**Extracted information:**

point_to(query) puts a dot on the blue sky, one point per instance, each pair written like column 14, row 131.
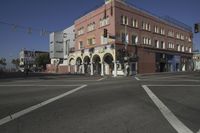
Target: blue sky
column 55, row 15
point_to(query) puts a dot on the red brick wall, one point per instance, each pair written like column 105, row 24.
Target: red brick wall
column 146, row 63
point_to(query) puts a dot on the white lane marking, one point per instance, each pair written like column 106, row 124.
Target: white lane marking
column 101, row 79
column 171, row 118
column 174, row 85
column 34, row 107
column 137, row 78
column 31, row 85
column 175, row 80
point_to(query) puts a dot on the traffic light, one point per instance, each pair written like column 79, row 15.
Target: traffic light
column 196, row 28
column 105, row 33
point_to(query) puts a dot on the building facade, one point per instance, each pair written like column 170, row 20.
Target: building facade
column 27, row 58
column 196, row 60
column 137, row 42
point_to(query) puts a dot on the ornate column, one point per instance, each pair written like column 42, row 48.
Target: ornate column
column 92, row 68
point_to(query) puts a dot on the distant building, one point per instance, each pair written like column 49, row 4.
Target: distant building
column 60, row 44
column 27, row 58
column 196, row 60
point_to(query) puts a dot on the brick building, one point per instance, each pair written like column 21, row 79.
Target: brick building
column 137, row 42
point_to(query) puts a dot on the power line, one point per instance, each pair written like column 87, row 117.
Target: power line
column 29, row 30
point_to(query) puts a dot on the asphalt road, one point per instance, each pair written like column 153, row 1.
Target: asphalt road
column 84, row 104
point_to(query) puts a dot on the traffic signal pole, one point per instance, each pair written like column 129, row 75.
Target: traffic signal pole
column 106, row 35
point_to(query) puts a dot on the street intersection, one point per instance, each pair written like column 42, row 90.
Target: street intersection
column 154, row 103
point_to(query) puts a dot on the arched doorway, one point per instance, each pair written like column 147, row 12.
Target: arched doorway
column 86, row 61
column 108, row 63
column 96, row 64
column 79, row 65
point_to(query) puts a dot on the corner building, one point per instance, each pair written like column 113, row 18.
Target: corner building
column 137, row 42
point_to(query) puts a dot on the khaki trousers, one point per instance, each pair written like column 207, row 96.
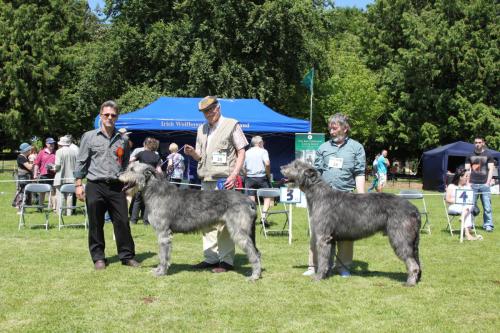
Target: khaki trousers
column 217, row 245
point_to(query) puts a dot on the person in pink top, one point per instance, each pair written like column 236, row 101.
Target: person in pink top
column 44, row 168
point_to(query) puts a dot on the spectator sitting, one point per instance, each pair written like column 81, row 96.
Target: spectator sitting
column 65, row 164
column 24, row 168
column 175, row 166
column 44, row 169
column 257, row 169
column 461, row 180
column 151, row 157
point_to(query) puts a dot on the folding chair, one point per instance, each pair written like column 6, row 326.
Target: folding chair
column 413, row 196
column 35, row 189
column 275, row 194
column 451, row 217
column 67, row 189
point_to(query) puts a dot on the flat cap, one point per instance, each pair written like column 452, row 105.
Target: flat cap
column 207, row 102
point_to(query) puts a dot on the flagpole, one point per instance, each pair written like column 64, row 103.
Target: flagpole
column 312, row 93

**Aim of the task:** Look back at the entries above and repeat, unchanged, every line from the line holding "point_to(query) puts a dot on the distant" through the line holding "point_to(query) puts a dot on the traffic signal".

**Answer section:**
point_to(query) puts a dot on the distant building, one point per instance, each pair written like column 49, row 4.
Target: distant building
column 60, row 44
column 27, row 58
column 196, row 60
point_to(query) puts a dot on the brick building, one point per instance, each pair written like column 21, row 79.
Target: brick building
column 137, row 42
point_to(query) puts a dot on the power line, one point per instance, each pair written like column 87, row 117.
Target: power line
column 29, row 30
point_to(query) puts a dot on the asphalt road, one point per instance, each pair written like column 153, row 1.
Target: asphalt road
column 84, row 104
point_to(query) puts a dot on the traffic signal pole, one point per instance, each pair written like column 129, row 75.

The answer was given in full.